* **PROBLEM TO WORK ON**
Reproduce the passage of the diary post starting with "## Rachluvshorses4eva (Apr" and going on through "how fun! Not.", keeping every character unchanged.

* **TEXT EXCERPT**
# My Year



## Rachluvshorses4eva (Apr 11, 2007)

Hey!
I'm gonna try and post my day-by-day thing on here! I'm gonna try and keep it going until the end of the year or more! (I hope anyway!).
Please read 'em. They're fun to read...hehheh.
Friday-March the 7th:

Wake up at quarter past 8. Still wheezing deeply, no good. Say good-bye to mum as she heads out for work. Say good-bye to dad as he goes to work as well. My 6th day of being sick, how fun! Not.
Say hello to my dog Tommy and the chooks. Pat my guinea pig, Gabby and have a chat to her. 
My sister's watching last night's LOST, which I had already seen, but watched it with her anyway. Before I did that I had to take my "Special" puffer for my infection.  . 
After LOST finishes go to kitchen, take my tablet, eat chocolate hot cross buns for breakki. Mmm, with chocolate chips and melted butter. (that's why they're called CHOCOLATE, because they are PACKED with choc chips, mmmm  !).
Go on the computer while eating, play on Howrse, PM friends, go on this forum, muck around. 
Better get ready. I get dressed, brush teeth etc. Opps! I had a shower first. Blow dry hair with my NEW (kinda, got it for my birthday November last year.) pink hair dryer. Don't bother to put it back.

* **SOURCE MATERIAL**
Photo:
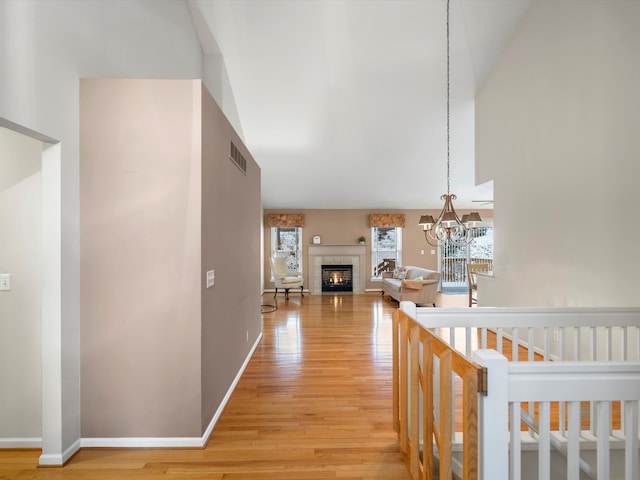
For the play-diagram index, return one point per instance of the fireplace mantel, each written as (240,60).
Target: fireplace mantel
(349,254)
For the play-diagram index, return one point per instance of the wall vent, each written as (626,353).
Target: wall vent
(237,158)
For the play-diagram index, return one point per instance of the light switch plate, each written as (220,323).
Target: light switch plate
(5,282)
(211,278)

...

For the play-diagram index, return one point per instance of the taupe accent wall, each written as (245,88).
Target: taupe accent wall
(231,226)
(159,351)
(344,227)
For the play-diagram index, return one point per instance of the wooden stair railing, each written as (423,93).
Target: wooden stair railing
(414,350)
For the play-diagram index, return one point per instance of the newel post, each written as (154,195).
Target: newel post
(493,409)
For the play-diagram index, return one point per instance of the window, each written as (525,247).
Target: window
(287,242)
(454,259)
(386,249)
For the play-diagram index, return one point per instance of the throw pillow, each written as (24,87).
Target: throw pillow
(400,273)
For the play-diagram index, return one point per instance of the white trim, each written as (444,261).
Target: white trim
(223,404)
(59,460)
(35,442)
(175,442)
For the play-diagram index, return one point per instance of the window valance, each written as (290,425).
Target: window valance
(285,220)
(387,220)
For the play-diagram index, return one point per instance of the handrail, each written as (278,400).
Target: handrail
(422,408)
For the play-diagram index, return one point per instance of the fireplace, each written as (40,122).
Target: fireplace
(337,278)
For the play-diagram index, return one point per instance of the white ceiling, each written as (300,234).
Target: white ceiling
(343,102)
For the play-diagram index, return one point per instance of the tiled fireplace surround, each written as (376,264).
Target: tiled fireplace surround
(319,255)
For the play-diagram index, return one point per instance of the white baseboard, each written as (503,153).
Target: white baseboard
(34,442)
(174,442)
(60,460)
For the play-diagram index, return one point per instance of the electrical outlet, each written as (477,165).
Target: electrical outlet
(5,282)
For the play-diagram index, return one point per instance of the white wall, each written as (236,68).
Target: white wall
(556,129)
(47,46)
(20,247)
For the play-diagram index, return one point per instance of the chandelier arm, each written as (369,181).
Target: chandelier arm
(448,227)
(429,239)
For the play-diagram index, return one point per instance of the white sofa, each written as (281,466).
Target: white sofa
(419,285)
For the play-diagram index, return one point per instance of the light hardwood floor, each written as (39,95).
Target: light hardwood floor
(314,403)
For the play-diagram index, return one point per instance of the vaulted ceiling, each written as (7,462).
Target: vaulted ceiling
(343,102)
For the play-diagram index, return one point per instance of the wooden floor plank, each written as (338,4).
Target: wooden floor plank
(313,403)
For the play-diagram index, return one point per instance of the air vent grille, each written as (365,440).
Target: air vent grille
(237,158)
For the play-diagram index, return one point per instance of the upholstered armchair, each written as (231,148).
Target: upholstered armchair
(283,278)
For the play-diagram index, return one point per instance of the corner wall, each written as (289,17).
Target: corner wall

* **TASK RESULT**
## Rachluvshorses4eva (Apr 11, 2007)

Hey!
I'm gonna try and post my day-by-day thing on here! I'm gonna try and keep it going until the end of the year or more! (I hope anyway!).
Please read 'em. They're fun to read...hehheh.
Friday-March the 7th:

Wake up at quarter past 8. Still wheezing deeply, no good. Say good-bye to mum as she heads out for work. Say good-bye to dad as he goes to work as well. My 6th day of being sick, how fun! Not.